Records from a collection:
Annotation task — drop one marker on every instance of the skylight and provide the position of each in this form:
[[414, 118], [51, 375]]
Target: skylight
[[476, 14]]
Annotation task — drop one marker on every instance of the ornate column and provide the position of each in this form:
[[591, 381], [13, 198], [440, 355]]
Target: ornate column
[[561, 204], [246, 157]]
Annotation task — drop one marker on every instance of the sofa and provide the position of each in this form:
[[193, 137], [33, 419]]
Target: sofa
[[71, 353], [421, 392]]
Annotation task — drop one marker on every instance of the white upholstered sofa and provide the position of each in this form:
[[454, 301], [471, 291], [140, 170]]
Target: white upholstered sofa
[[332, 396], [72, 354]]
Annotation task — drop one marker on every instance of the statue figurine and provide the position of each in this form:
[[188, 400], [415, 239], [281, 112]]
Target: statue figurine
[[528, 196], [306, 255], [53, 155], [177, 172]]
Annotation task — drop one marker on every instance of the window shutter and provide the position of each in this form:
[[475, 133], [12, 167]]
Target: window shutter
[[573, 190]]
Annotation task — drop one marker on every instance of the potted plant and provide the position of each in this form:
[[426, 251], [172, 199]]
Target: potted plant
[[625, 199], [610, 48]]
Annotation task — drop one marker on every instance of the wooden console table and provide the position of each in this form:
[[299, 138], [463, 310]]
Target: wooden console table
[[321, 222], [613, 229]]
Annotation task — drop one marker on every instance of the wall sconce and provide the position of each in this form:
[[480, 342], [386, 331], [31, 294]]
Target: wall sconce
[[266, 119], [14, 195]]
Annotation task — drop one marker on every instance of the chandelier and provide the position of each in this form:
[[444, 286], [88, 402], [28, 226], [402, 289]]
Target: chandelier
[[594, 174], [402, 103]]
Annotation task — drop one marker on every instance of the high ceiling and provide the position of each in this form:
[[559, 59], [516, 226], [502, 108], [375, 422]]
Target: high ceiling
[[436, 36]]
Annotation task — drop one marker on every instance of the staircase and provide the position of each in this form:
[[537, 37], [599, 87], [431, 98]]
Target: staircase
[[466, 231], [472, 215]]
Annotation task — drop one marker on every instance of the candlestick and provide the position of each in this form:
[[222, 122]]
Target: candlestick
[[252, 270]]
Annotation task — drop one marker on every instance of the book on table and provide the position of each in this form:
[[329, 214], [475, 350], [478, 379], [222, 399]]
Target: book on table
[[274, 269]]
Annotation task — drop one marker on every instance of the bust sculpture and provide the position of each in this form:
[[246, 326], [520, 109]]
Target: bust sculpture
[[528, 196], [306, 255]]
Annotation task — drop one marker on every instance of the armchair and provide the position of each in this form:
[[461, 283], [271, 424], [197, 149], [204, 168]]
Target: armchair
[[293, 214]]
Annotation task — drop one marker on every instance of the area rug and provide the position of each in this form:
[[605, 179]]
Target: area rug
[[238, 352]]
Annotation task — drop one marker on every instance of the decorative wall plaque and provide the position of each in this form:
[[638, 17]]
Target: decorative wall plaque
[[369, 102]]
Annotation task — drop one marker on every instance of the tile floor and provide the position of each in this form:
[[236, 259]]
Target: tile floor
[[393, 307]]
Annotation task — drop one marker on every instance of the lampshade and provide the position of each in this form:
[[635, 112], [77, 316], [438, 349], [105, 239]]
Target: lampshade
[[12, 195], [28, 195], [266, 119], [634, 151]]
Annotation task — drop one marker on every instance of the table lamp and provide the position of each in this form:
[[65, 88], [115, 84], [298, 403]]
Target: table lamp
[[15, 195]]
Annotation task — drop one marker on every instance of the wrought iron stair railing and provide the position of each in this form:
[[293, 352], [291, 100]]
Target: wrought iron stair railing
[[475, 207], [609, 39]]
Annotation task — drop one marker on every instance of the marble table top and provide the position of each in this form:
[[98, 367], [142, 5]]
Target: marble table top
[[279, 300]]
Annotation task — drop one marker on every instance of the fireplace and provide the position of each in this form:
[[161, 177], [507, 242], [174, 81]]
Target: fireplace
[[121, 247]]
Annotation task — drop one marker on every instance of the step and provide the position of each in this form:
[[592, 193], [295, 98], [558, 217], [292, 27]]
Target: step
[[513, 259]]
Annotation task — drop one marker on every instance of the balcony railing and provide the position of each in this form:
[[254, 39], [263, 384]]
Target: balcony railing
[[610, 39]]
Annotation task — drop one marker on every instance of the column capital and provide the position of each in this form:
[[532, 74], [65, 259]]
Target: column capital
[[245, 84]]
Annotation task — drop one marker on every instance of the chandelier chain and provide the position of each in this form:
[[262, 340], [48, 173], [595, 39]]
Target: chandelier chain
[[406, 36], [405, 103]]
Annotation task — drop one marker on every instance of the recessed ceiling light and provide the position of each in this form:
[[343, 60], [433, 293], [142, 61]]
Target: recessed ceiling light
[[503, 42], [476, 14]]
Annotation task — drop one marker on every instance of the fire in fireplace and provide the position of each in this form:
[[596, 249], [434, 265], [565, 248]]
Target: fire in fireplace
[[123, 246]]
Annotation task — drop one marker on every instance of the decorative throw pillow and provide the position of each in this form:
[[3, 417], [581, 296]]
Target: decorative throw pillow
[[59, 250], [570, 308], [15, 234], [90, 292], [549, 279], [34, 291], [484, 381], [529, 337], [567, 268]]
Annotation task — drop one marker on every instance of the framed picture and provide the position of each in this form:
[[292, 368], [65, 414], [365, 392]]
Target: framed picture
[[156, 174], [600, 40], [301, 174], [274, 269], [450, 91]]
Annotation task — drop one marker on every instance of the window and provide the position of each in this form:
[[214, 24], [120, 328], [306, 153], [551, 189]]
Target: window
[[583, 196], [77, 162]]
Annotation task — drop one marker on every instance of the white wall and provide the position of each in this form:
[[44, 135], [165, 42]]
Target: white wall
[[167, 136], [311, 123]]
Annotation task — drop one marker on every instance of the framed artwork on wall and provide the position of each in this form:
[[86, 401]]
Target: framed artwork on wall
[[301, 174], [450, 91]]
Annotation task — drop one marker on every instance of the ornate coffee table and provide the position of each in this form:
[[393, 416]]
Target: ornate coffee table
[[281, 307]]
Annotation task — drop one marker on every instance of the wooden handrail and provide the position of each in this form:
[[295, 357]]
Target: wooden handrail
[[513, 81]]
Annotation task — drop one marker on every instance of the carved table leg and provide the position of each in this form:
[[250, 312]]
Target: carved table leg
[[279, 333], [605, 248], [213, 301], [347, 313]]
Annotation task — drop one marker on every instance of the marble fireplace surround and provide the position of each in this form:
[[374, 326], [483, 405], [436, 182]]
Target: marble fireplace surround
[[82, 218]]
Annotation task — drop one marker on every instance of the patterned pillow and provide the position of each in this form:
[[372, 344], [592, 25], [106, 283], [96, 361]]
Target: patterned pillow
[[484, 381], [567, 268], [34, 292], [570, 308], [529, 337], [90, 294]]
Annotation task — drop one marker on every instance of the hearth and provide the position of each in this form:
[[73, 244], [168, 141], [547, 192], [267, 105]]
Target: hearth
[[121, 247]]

▸ Challenge: Write out all of the data above line for line, changing nothing.

▸ Response for this exercise:
Annotation task — drop one marker on every instance of the skylight and provide the position of each in this form:
[[414, 118], [51, 375]]
Target: skylight
[[476, 14]]
Annotation task — drop one marker on every instance of the ornate column and provide the position of each in this form:
[[591, 381], [13, 198], [440, 355]]
Target: ornate column
[[561, 204], [246, 157]]
Annotation task — drop one marker on every instance of the sofa and provide the position of each in this form:
[[193, 137], [33, 419]]
Target: sofa
[[71, 353], [421, 392]]
Annotation task — drop one marker on every instance of the white upholstered sofa and provide the position of each in this form:
[[454, 301], [471, 291], [140, 170]]
Target: white upholstered sofa
[[332, 396], [72, 354]]
Annotation task — drop one marker on every instance of the statue figurine and provide the position of each in this form:
[[188, 400], [415, 239], [281, 112]]
Target: statue figurine
[[528, 196], [306, 255], [53, 155], [177, 172]]
Annotation task — drop one marker on every instance of the window shutter and provide the position of each in this form:
[[475, 133], [12, 167]]
Target: window shutter
[[573, 190]]
Annotation task — drop one marker on every instance of the potted plant and provide the position of each in this form:
[[426, 251], [172, 199]]
Target: potted plant
[[625, 199], [610, 48]]
Annotation task — drop one marker on every instance of the wooden console table and provide the position of each in this form:
[[299, 138], [463, 310]]
Target: wooden console table
[[321, 222], [613, 229]]
Annotation task — drop one marker on every instance of the wall sconce and provide the position of each in this form:
[[480, 342], [386, 331], [31, 294]]
Target: wall sconce
[[266, 119], [14, 195]]
Annotation task — drop one marker on every instance of the chandelier and provide the position of each in this form:
[[444, 286], [88, 402], [28, 226], [402, 289]]
Target: chandelier
[[594, 174], [402, 103]]
Annotation task — drop one marker on every instance of the high ceiling and provide the position of each in this form:
[[559, 59], [516, 226], [502, 108], [375, 422]]
Target: high ceiling
[[436, 36]]
Annotation task — drop one marker on every instance of the staircase and provide the position of each in this form:
[[537, 37], [599, 87], [431, 98]]
Target: staircase
[[466, 231], [472, 215]]
Annotation task — drop one marker on every instance of the candlestick and provide the position of each in this form:
[[222, 122]]
Target: candlestick
[[252, 270]]
Annotation task — drop one marker on every instance of the book on table and provide the position of each in this form:
[[329, 214], [475, 350], [478, 379], [222, 399]]
Target: book on table
[[274, 269]]
Annotation task — drop one marker on every instance of the bust sculpture and provide the position of each in this form:
[[246, 326], [520, 109]]
Target: bust sculpture
[[528, 196], [306, 255]]
Annotation task — drop one marker on every instance of the armchair and provide the position of each in this form:
[[461, 283], [271, 424], [197, 149], [204, 168]]
Target: armchair
[[293, 214]]
Annotation task — drop one marker on every instance of the area rug and provide the position of each in this form:
[[605, 179]]
Target: area rug
[[238, 352]]
Annotation task — drop one marker on every instance of the decorative wall plaque and provide the position of each in this form:
[[638, 17]]
Target: decorative wall plaque
[[369, 102]]
Annotation task — drop one marker on every instance of the tile floor and provide the position of each in this form:
[[236, 259]]
Target: tile floor
[[393, 307]]
Annotation task — drop one marker on every instance of the lampshade and provide the position of each in this form:
[[635, 112], [77, 316], [438, 349], [105, 239]]
Target: lampshade
[[12, 195], [28, 195], [266, 119], [634, 151]]
Annotation task — drop one marker on every instance of the table lamp and provide the position of each in this form:
[[65, 88], [115, 84], [298, 403]]
Target: table lamp
[[15, 195]]
Annotation task — drop one marker on every instance of the wrought iron stair railing and provide the position of each in this form:
[[293, 352], [291, 100]]
Target: wrought iron stair railing
[[475, 207], [609, 39]]
Annotation task — drop one marker on every instance of the marble table top and provide the position of each in this form:
[[98, 367], [142, 5]]
Target: marble table top
[[279, 300]]
Annotation task — drop one marker on every instance of the fireplace and provide the position of each in this form:
[[161, 177], [507, 242], [174, 81]]
Target: fireplace
[[121, 247]]
Annotation task — drop one marker on every instance of the step and provide the position of each in this form:
[[592, 193], [295, 98], [558, 217], [292, 27]]
Target: step
[[513, 259]]
Annotation task — drop one marker on every instance of the balcony railing and provide the position of each in this form:
[[254, 39], [263, 384]]
Target: balcony railing
[[610, 39]]
Annotation task — drop one marker on every instance of the column capital and provide the position of each in this form:
[[532, 74], [65, 259]]
Target: column capital
[[245, 84]]
Annotation task — drop one marker on every instance of the chandelier chain and provide the position of each in this form:
[[262, 340], [48, 173], [595, 39]]
Target: chandelier chain
[[406, 36], [405, 103]]
Annotation task — drop one marker on every instance of the recessed ceiling light and provide the position of each in this form:
[[343, 60], [433, 293], [142, 61]]
Target: recessed ceiling light
[[503, 42], [476, 14]]
Annotation task — drop one marker on every instance of the fire in fireplace and provide the position of each in this form:
[[596, 249], [434, 265], [565, 248]]
Target: fire in fireplace
[[123, 246]]
Annotation task — drop one marker on every instance of the decorative throw pillow and provide the position of each in this form:
[[3, 417], [581, 296]]
Target: decorative throw pillow
[[59, 250], [570, 308], [15, 234], [90, 292], [549, 279], [34, 291], [484, 381], [529, 337], [567, 268]]
Annotation task — drop one marker on every instance of the framed picture and provide the position of each in this form:
[[292, 368], [65, 414], [365, 392]]
Target: framed picture
[[156, 174], [600, 40], [301, 174], [274, 269], [450, 91]]
Annotation task — drop one marker on every instance of the window and provide the position of each in this form:
[[214, 24], [120, 328], [306, 153], [551, 189]]
Target: window
[[583, 196], [77, 162]]
Annotation task — drop one marker on every instance of the white wall and provide the position of each in this form:
[[44, 135], [165, 42]]
Target: white wall
[[167, 136], [311, 123]]
Annotation task — drop one marker on every instance of the framed artwork on wall and provide the position of each in this form:
[[86, 401]]
Target: framed artwork on wall
[[301, 174], [450, 91]]
Annotation task — drop one marker on every instance of the ornate coffee table and provide the position of each in this form:
[[393, 416]]
Target: ornate coffee table
[[281, 307]]
Annotation task — drop one marker on every instance of the wooden handrail and provide the position of each in this form:
[[295, 357]]
Target: wooden handrail
[[513, 81]]
Annotation task — drop one marker on every instance of the carved table leg and provide the position of each in this form:
[[250, 312]]
Target: carved table leg
[[279, 333], [605, 248], [213, 301], [347, 313]]
Annotation task — drop one marker on every instance of the marble fireplace surround and provide the position of each in this form:
[[374, 326], [483, 405], [436, 182]]
Target: marble fireplace surround
[[82, 218]]
Annotation task — drop one marker on every instance of the patterned pillow and provide the position of each in this form:
[[372, 344], [592, 25], [106, 283], [96, 361]]
Target: patterned pillow
[[484, 381], [567, 268], [34, 292], [570, 308], [529, 337], [90, 294]]
Annotation task — drop one marker on every instance of the hearth and provide the position of each in this form:
[[73, 244], [168, 141], [547, 192], [267, 105]]
Target: hearth
[[121, 247]]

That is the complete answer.